### WHAT YOU NEED TO DO
If anything in the data looks odd, keep it anyway and write the whole listing out unchanged.

(Beginning of SUPPLIED RECORDS)

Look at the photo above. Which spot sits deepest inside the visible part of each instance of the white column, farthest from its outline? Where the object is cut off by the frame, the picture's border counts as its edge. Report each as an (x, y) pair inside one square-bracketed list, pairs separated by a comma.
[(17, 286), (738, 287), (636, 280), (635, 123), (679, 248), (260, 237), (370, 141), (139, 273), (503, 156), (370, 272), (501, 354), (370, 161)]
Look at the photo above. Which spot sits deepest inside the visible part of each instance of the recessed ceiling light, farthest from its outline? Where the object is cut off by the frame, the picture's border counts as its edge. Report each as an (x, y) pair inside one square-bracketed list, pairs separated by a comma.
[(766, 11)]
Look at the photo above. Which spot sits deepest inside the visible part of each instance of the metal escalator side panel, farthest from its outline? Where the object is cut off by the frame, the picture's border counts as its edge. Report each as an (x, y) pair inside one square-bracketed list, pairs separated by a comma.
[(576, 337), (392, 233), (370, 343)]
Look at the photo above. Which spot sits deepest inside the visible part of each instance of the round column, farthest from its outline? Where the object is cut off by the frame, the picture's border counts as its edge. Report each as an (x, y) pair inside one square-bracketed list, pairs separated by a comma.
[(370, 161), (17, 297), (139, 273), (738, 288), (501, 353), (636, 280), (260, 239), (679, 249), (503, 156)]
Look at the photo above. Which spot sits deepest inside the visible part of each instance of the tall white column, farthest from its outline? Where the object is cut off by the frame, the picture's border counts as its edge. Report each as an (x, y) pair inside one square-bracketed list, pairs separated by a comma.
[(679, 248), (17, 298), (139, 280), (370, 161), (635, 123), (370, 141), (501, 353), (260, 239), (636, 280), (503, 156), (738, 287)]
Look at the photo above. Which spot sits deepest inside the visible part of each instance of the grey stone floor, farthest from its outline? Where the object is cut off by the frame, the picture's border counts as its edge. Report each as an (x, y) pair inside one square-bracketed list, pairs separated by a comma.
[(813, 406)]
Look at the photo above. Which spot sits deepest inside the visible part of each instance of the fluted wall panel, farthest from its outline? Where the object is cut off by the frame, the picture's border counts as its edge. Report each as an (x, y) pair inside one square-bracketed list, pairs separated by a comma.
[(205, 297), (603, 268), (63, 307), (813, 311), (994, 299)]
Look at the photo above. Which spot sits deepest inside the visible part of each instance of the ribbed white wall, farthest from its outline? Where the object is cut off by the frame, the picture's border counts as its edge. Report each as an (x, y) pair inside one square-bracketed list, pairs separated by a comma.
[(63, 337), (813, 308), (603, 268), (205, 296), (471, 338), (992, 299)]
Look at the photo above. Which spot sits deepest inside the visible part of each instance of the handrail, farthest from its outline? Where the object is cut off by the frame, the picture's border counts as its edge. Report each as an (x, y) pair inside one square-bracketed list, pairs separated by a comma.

(End of SUPPLIED RECORDS)

### SOLUTION FOR THIS TASK
Look at the photo above. Which spot sits deepest inside the visible part of each instance of the white column, farthest from its outline? Where the object is cut off by the frame, the picture's border counts as its edge. Report each as an (x, y) pair inside one square-bracketed list, pairs separated by a comma.
[(17, 286), (738, 287), (636, 280), (635, 123), (679, 248), (260, 237), (370, 141), (139, 273), (503, 156), (370, 272), (501, 354), (370, 161)]
Look at the photo above. Which spot sits deepest inside the visible part of each instance of the recessed ceiling light, farthest from its outline? Where the object is cut off by the frame, the picture's border counts as its edge. Report each as an (x, y) pair inside one square-bracketed list, pairs separated by a comma.
[(766, 11)]
Look at the photo above. Which spot sits deepest inside the visible part of each instance of the metal escalator side panel, farthest from its outline? Where the object is cut off by the frame, the picture's border counts as its edge. Report each as an (x, y) pair inside one square-bracketed list, pairs separated by a comma.
[(576, 337), (392, 233), (370, 343)]
Look at the photo above. Which spot sits deepest inside the visible part of each instance of the round column, farthest from its outline? Where the object is cut off by the frame, the picture's border counts as its edge. Report each as an (x, y) pair inside one square-bracketed list, pairs separated by a comma.
[(370, 161), (17, 297), (139, 273), (738, 288), (501, 353), (636, 280), (260, 239), (679, 249), (503, 156)]
Look at the photo above. Which spot sits deepest inside the visible part of each instance of the tall white column, farthest from its outline? Where the object is cut off by the frame, the picture's border counts as its edge. Report each as an (x, y) pair inside one square-bracketed list, pairs separated by a comma.
[(679, 248), (17, 298), (139, 280), (370, 161), (635, 123), (370, 141), (501, 353), (260, 239), (636, 280), (503, 156), (738, 287)]
Look at the photo above. Which spot sits deepest inside the visible part of each instance of the grey stone floor, farthest from its outline? Where the object is cut off by the frame, the picture's border counts as its edge. Report each as an (x, y) pair inside one square-bracketed list, pairs separated by a comma.
[(813, 406)]
Look at the photo above. Which spot sits deepest inside the visible part of each instance of the fluted wall panel, farthest from its outline? Where the object is cut off by the frame, the picture's border counts as its edge. Report each as an (x, y) pair inside one square-bracketed list, pairs separated by a comma.
[(205, 297), (603, 268), (63, 307), (813, 311), (994, 299)]
Look at the photo above. Which spot sits deepest inside the visible part of each instance of the ribbed white wall, farthest from its outline? Where the object is cut off by the frame, the picture's border counts as its edge. Report each as an (x, y) pair inside one square-bracketed list, pairs separated by a comma.
[(63, 337), (813, 308), (603, 268), (205, 296), (471, 338), (992, 299)]
Look at the photo above. Which spot sits deepest inside the visible part of each instance of the handrail, farthest from its outline? Where the object is cut off by the frame, the picture's border counts as its edge. Report each as an (x, y) pair inside one square-bracketed list, pairs separated by a comma.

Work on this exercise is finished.